▶ **Source document**

= = = =

Monday, Aug. 11, 1958
Live Virus in the Jungle
Many experts are convinced that the best possible vaccine against paralytic polio would be one containing live virus --it is cheaper to give, easier to take (by mouth) and should be more potent. But U.S. health authorities are fearful that some virus might prove to be not only live but virulent. They play it safe with the Salk vaccine, in which the virus is killed with formaldehyde. Now, from darkest Africa, comes the report of a trial in which a quarter-million people have been given a live-virus vaccine made in the U.S. It appears to have been completely safe, almost 100% effective.
Moving spirit behind the test was Dr. Hilary Koprowski of Philadelphia's Wistar Institute. To combat epidemics of paralytic polio in the Belgian Congo, he got World Health Organization backing and Congo government funds, arranged a mass trial. Wistar Institute brewed big batches of two strains of polio virus: Chat (named from the initials of the child from whom it was taken), belonging to Type 1, and Fox III (named for a doctor who isolated it from a child victim), belonging to Type 3. Both strains were attenuated, i.e., they were grown in different media (including mice) until they lost all power to cause paralysis, though they could still stimulate the human system to produce antibodies. Both were tested in human volunteers in the U.S. before shipment to Africa, where they were again checked for safety in chimpanzees at a specially established animal farm.

= = = =

▶ **Required work**
Retype the stretch of the polio vaccine article from "Moving spirit behind" through "established animal farm.", word for word. None of the lines after this point have anything to do with the polio vaccine article.

▶ **Source data**
= = = =

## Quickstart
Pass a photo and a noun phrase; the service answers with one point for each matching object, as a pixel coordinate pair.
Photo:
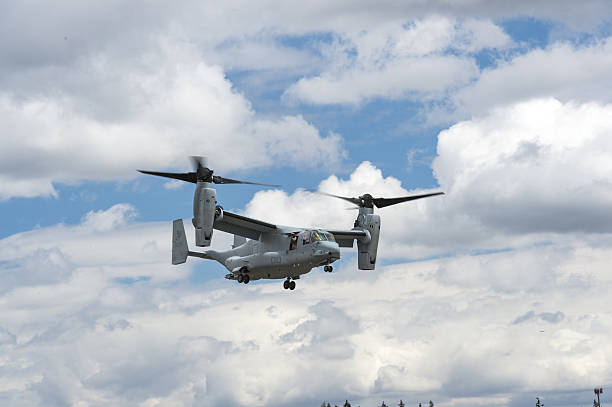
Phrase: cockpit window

= = = =

▶ **Solution to this exercise**
Moving spirit behind the test was Dr. Hilary Koprowski of Philadelphia's Wistar Institute. To combat epidemics of paralytic polio in the Belgian Congo, he got World Health Organization backing and Congo government funds, arranged a mass trial. Wistar Institute brewed big batches of two strains of polio virus: Chat (named from the initials of the child from whom it was taken), belonging to Type 1, and Fox III (named for a doctor who isolated it from a child victim), belonging to Type 3. Both strains were attenuated, i.e., they were grown in different media (including mice) until they lost all power to cause paralysis, though they could still stimulate the human system to produce antibodies. Both were tested in human volunteers in the U.S. before shipment to Africa, where they were again checked for safety in chimpanzees at a specially established animal farm.